Impulsionada pela COP30 e pelo custo proibitivo do diesel, a transição energética fluvial avança em Belém. No entanto, a mudança esbarra em desafios críticos de custo, autonomia e no descarte de milhares de baterias.
Uma transição silenciosa e urgente está ganhando força nas águas do Pará. A adoção de barcos elétricos no Pará está deixando de ser uma promessa futura para se tornar uma necessidade socioeconômica e ambiental. Para as comunidades ribeirinhas, onde os rios são as únicas estradas, a dependência de motores a diesel se tornou um fardo insustentável, consumindo até 40% da renda familiar mensal apenas com combustível.
Impulsionada pela visibilidade global da COP30, que ocorre em Belém em novembro de 2025 , uma corrida tecnológica começou. De um lado, universidades desenvolvem protótipos de alta performance; do outro, startups buscam escalar soluções ágeis para o dia a dia da população. A eletrificação fluvial promete não apenas descarbonizar, mas emancipar economicamente milhares de pessoas, eliminar a poluição química dos rios e silenciar motores que afetam a fauna aquática. Contudo, esta revolução enfrenta gargalos significativos, desde o alto custo inicial até um novo e complexo desafio ambiental: o que fazer com as baterias de lítio no fim de sua vida útil na floresta.
A urgência dos barcos elétricos é melhor compreendida pela crise do modelo atual. A frota legada, movida a diesel e gasolina, impõe um custo triplo. O primeiro é socioeconômico: o preço do combustível limita o acesso à saúde, educação e o escoamento da produção. Estudos indicam que a troca por um motor elétrico pode reduzir os custos de transporte em até 75%.

___

§ **Partes do exercício**:
1 > Reproduza a parte do trecho sobre barcos elétricos que começa em "Impulsionada pela COP30" e termina em "milhares de baterias.".
2 > Continue o trecho sobre barcos elétricos a partir da última frase dele.
A listagem que vem a seguir é um material à parte do trecho sobre barcos elétricos.

§ **Dados fornecidos**:
___

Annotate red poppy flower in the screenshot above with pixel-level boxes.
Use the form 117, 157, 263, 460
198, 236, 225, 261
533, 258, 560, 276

___

§ **Resultados por tarefa**:
1 >
Impulsionada pela COP30 e pelo custo proibitivo do diesel, a transição energética fluvial avança em Belém. No entanto, a mudança esbarra em desafios críticos de custo, autonomia e no descarte de milhares de baterias.

2 >
A vanguarda dos barcos elétricos no Pará: da universidade ao ribeirinho
Dois ecossistemas de inovação distintos estão liderando a eletrificação fluvial no estado:
-
Eixo Institucional (UFPA e Norte Energia): Focado em Pesquisa e Desenvolvimento (P&D) de ponta, esta parceria é financiada com fundos regulados pela ANEEL, via Norte Energia. O projeto mais visível é o “Poraquê”, o primeiro catamarã movido a energia solar da Amazônia, lançado em setembro de 2024. Com capacidade para 40 passageiros e autonomia de 6 a 8 horas, ele transporta a comunidade acadêmica no campus da UFPA. Esta iniciativa também desenvolve a “Enguia” (ou “Poraquê II”), uma voadeira elétrica (barco menor) com autonomia de 40 km, projetada para ser acessível e substituir o consumo de 1.400 litros de diesel por mês por embarcação.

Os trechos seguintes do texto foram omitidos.